Retype the data below, every word of it, exactly.

# INFORMATION PROVIDED
***

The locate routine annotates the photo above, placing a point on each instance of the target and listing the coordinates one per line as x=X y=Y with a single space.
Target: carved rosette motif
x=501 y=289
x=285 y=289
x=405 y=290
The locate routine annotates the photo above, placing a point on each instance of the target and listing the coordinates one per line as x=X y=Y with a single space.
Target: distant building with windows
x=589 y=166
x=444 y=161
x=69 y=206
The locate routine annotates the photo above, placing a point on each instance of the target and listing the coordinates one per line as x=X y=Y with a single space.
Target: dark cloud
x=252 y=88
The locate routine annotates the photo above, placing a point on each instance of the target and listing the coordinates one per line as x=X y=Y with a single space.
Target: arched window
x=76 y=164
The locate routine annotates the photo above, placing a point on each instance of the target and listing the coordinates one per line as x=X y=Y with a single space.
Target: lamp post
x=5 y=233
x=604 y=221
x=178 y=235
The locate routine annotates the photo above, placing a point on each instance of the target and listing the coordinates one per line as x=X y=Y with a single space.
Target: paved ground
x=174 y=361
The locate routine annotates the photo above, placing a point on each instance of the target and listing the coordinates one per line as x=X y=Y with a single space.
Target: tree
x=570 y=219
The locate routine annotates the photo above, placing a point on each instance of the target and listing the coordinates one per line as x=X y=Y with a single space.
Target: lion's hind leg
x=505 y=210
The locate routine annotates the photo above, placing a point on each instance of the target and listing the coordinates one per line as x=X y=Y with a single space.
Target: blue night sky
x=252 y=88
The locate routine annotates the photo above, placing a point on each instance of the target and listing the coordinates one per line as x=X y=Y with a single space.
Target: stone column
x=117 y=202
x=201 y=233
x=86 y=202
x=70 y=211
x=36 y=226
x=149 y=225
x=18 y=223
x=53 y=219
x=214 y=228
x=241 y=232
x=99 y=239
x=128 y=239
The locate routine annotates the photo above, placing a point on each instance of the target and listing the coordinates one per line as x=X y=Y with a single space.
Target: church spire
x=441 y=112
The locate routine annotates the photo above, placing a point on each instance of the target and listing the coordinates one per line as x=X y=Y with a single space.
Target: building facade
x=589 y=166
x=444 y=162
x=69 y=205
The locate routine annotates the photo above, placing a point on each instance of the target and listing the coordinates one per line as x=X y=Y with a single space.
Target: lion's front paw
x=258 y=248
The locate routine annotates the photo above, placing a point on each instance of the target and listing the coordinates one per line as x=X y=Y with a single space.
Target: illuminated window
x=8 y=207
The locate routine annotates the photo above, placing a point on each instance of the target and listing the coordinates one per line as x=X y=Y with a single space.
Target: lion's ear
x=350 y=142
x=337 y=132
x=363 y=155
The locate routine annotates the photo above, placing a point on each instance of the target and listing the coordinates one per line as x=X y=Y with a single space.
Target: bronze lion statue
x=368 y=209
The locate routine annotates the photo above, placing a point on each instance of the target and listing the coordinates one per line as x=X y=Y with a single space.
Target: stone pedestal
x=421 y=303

***

# SOLUTION TO THIS PROBLEM
The locate routine annotates the photo above, placing a point on each instance of the target and listing the coordinates one per line as x=X y=Y with a single space.
Target: carved rosette motif
x=501 y=289
x=285 y=289
x=405 y=290
The locate routine annotates the photo above, placing a point on each instance of the target and listing the coordinates one per line as x=X y=Y with a single space.
Target: distant building with windows
x=589 y=166
x=444 y=161
x=69 y=206
The locate routine annotates the photo above, placing a point on each instance of the target and listing the coordinates one per line as x=X y=Y with a single space.
Target: dark cloud
x=252 y=88
The locate routine annotates the photo above, placing a point on each instance of the target and listing the coordinates one per line as x=X y=Y with a single space.
Target: arched window
x=76 y=164
The locate routine annotates the photo above, placing a point on each instance of the target and listing the coordinates one per line as x=X y=Y with a single space.
Target: lamp post
x=5 y=233
x=604 y=221
x=178 y=235
The locate routine annotates the photo above, placing a point on each instance of the target and listing the coordinates one per line as x=X y=Y with a single space.
Target: paved ground
x=174 y=361
The locate routine annotates the photo above, placing a point on each instance of the target and listing the coordinates one per line as x=X y=Y with a single space.
Target: tree
x=570 y=219
The locate routine annotates the photo above, placing a point on each instance of the target and listing the coordinates one per line as x=X y=Y with a single space.
Target: lion's hind leg
x=505 y=210
The locate routine annotates the photo above, placing a point on each instance of the target and listing the coordinates one per line as x=X y=Y with a single space.
Target: blue night sky
x=252 y=88
The locate routine annotates the photo above, placing a point on each instance of the target and listing the coordinates one per line as x=X y=Y with a single space.
Target: stone column
x=117 y=202
x=201 y=233
x=86 y=202
x=70 y=211
x=36 y=226
x=149 y=225
x=18 y=223
x=53 y=219
x=214 y=228
x=241 y=232
x=99 y=239
x=128 y=239
The locate routine annotates the photo above, placing a point on each instance of the target and listing the coordinates one per line as x=X y=Y with a single space.
Target: church spire
x=441 y=112
The locate routine annotates the photo above, placing a point on each instance of the target and listing the coordinates one per line as x=X y=Y with a single space.
Target: building facade
x=589 y=166
x=444 y=162
x=69 y=205
The locate routine annotates the photo above, placing a point on each instance of the target and listing the coordinates one per line as x=X y=Y with a single space.
Target: lion's front paw
x=258 y=248
The locate routine annotates the photo above, placing a point on each instance of the target and listing the coordinates one per line as x=X y=Y with a single space.
Target: illuminated window
x=8 y=207
The locate routine annotates the photo above, placing a point on each instance of the target and listing the coordinates one per line as x=X y=Y with a single space.
Target: lion's ear
x=350 y=142
x=337 y=132
x=363 y=155
The locate routine annotates the photo above, placing a point on each instance of the target and listing the coordinates one per line as x=X y=Y with a single space.
Target: bronze lion statue
x=368 y=209
The locate routine annotates the photo above, placing a point on each instance of the target and listing the coordinates one per line as x=X y=Y with a single space.
Target: stone pedestal
x=421 y=303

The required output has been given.